─── Material shown
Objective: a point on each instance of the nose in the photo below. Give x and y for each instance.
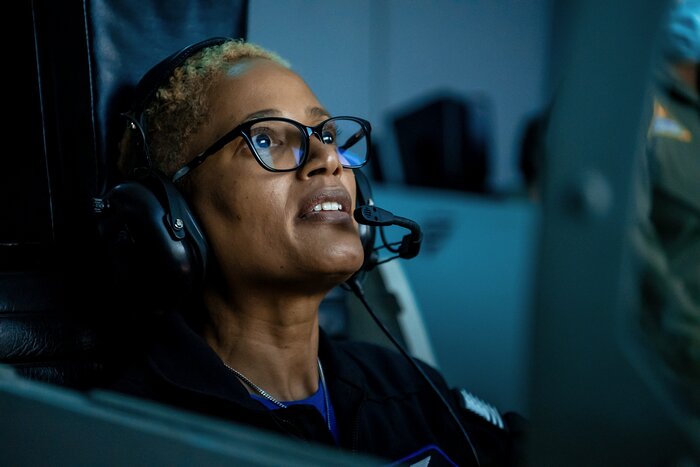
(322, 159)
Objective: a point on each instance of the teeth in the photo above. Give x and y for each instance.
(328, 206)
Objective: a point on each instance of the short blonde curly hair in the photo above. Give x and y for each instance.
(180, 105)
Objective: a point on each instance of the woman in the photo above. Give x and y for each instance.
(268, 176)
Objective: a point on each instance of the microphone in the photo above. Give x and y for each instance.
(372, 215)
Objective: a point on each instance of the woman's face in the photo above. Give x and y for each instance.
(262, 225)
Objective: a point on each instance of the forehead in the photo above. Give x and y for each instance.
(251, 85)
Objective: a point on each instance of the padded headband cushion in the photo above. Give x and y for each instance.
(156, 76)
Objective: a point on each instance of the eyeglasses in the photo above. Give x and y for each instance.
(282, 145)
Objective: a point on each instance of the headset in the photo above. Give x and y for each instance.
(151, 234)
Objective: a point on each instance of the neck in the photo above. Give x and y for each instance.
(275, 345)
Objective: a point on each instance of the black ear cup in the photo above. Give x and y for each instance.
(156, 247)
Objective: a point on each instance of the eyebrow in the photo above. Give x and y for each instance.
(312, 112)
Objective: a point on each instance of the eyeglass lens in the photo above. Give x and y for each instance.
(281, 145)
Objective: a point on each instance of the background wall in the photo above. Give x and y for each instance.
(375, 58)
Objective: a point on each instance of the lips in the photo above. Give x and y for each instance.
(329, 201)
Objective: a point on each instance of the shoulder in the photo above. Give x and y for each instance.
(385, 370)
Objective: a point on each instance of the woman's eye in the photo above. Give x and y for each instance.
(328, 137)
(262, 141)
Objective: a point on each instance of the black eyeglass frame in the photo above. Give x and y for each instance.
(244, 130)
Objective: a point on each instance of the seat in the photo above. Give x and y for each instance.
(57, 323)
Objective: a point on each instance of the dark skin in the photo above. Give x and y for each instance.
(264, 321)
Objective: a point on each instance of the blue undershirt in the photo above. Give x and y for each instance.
──────
─── Material shown
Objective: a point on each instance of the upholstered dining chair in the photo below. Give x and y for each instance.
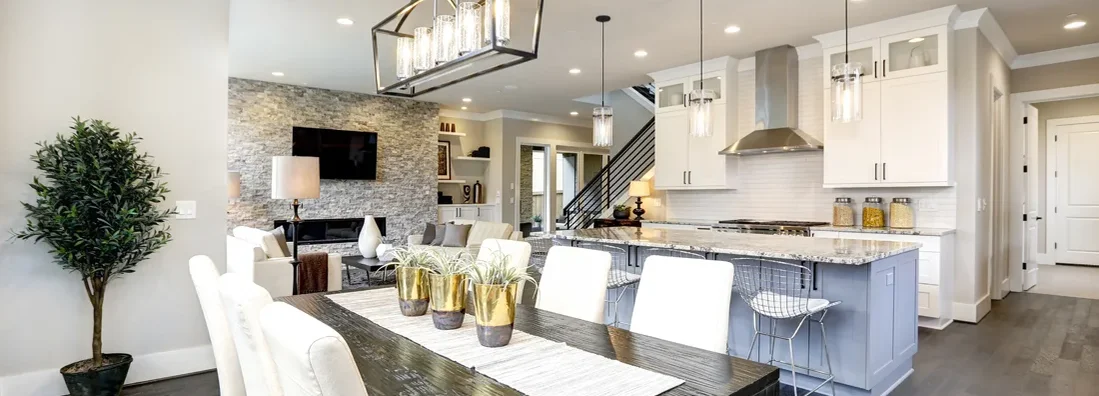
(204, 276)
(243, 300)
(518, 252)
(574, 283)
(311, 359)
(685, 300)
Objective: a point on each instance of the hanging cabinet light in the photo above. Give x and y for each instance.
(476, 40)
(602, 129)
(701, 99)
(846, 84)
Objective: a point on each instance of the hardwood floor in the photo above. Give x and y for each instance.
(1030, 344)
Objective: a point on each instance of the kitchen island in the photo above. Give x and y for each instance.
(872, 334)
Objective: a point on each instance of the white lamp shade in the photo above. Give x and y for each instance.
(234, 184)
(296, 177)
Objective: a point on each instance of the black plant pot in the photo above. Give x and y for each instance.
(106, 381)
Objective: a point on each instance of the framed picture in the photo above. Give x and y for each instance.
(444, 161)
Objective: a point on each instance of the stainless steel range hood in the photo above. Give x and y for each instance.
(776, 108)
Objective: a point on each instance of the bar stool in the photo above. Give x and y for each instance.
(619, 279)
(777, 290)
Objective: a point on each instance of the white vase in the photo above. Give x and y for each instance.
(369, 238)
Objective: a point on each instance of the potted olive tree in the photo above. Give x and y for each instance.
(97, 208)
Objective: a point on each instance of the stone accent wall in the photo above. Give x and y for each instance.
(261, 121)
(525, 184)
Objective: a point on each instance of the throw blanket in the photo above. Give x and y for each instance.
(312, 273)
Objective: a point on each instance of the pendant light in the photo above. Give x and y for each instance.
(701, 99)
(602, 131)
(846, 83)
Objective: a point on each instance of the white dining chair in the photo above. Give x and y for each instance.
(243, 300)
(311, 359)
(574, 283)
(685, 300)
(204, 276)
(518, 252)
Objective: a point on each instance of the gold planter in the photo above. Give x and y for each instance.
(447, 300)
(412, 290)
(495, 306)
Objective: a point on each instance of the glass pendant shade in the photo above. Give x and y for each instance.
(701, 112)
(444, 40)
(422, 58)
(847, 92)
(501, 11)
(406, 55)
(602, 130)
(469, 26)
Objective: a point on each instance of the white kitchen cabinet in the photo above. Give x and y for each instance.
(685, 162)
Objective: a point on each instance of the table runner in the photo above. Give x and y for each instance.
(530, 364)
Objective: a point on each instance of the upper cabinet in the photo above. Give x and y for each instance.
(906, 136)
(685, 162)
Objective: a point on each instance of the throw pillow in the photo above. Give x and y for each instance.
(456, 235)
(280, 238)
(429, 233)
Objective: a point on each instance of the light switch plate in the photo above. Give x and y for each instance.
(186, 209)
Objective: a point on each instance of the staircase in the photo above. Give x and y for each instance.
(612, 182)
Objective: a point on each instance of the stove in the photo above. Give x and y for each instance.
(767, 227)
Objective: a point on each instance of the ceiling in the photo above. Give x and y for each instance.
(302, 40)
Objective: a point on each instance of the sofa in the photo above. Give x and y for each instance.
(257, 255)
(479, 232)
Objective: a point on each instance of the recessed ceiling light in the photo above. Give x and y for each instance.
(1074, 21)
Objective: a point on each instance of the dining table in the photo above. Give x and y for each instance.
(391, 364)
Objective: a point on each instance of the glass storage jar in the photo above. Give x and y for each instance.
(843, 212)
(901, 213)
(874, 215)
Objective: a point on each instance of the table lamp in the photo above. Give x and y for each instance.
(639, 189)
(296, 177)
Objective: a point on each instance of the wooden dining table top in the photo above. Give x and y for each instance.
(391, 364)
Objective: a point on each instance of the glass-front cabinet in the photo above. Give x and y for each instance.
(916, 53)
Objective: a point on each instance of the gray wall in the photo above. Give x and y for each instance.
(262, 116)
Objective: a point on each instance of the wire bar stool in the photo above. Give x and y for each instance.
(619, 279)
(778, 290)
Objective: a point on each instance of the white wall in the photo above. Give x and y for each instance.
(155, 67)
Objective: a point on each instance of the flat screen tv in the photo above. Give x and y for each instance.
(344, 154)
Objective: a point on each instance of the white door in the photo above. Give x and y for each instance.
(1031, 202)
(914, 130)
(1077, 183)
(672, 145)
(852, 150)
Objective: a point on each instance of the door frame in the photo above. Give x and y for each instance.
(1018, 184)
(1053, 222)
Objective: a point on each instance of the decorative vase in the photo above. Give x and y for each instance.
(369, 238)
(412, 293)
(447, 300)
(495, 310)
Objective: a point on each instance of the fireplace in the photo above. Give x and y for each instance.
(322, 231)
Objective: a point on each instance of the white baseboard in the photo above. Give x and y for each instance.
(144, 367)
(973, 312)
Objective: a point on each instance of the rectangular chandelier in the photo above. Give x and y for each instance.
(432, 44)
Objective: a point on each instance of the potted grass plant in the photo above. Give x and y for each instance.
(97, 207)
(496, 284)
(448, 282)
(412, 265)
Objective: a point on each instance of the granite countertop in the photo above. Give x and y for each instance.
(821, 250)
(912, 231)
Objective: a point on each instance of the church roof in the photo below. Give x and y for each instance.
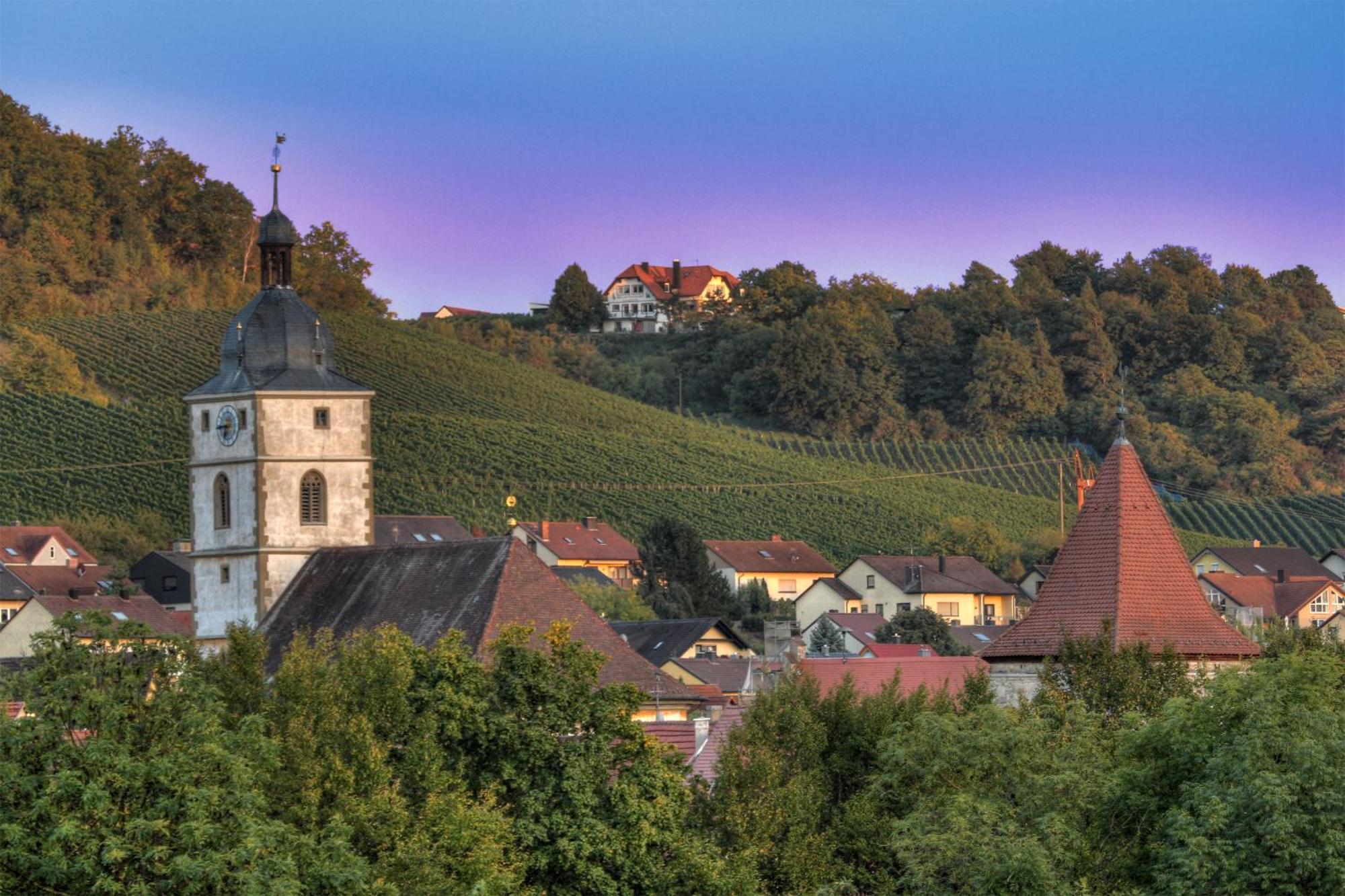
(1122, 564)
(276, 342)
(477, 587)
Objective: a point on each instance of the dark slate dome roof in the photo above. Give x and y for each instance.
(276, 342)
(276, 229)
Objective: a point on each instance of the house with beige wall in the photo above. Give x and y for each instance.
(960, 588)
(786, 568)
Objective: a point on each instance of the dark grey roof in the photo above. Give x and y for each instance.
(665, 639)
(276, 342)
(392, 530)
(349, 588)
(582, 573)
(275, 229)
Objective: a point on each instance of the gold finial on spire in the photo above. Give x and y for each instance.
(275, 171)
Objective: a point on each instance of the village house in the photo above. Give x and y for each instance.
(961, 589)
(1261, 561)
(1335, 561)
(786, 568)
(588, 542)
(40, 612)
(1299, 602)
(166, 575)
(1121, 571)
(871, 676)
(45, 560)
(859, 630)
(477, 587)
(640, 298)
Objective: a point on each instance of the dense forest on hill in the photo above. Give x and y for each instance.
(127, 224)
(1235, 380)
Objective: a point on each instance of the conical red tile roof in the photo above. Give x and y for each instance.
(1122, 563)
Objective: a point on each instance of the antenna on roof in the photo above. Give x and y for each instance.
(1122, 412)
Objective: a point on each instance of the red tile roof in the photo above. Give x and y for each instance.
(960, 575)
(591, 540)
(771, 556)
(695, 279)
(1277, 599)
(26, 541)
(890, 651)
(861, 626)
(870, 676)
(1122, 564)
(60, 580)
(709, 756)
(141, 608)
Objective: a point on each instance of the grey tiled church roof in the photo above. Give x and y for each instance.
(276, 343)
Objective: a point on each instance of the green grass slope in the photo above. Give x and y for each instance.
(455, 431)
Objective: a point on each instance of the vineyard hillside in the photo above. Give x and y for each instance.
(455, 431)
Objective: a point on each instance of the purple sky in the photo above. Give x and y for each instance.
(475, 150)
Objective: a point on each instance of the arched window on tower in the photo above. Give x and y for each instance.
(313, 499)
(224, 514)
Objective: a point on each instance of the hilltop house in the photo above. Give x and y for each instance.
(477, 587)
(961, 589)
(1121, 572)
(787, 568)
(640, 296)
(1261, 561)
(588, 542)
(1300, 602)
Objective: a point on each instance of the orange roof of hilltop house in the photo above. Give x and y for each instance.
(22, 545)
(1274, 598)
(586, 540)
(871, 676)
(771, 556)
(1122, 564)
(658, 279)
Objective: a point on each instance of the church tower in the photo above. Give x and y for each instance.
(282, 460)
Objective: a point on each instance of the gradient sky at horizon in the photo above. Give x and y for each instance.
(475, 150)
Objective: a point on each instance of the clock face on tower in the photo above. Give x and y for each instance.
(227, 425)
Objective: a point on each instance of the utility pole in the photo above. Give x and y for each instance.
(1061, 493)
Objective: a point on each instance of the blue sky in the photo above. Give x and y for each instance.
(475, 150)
──────
Could you arrange the lines of the records above as a JSON list of strings, one string per line and blank lines left out, starting at the line that has "Objective: a point on each instance of the dark skin" and stopping after the line that has "Objective: a point on each instance of the blue undershirt"?

• Response
[
  "Objective: a point on each instance of the dark skin in the photo above. Give x and y for each instance.",
  "(264, 321)",
  "Objective: a point on each instance of the blue undershirt in the photo above. Give x and y for each instance."
]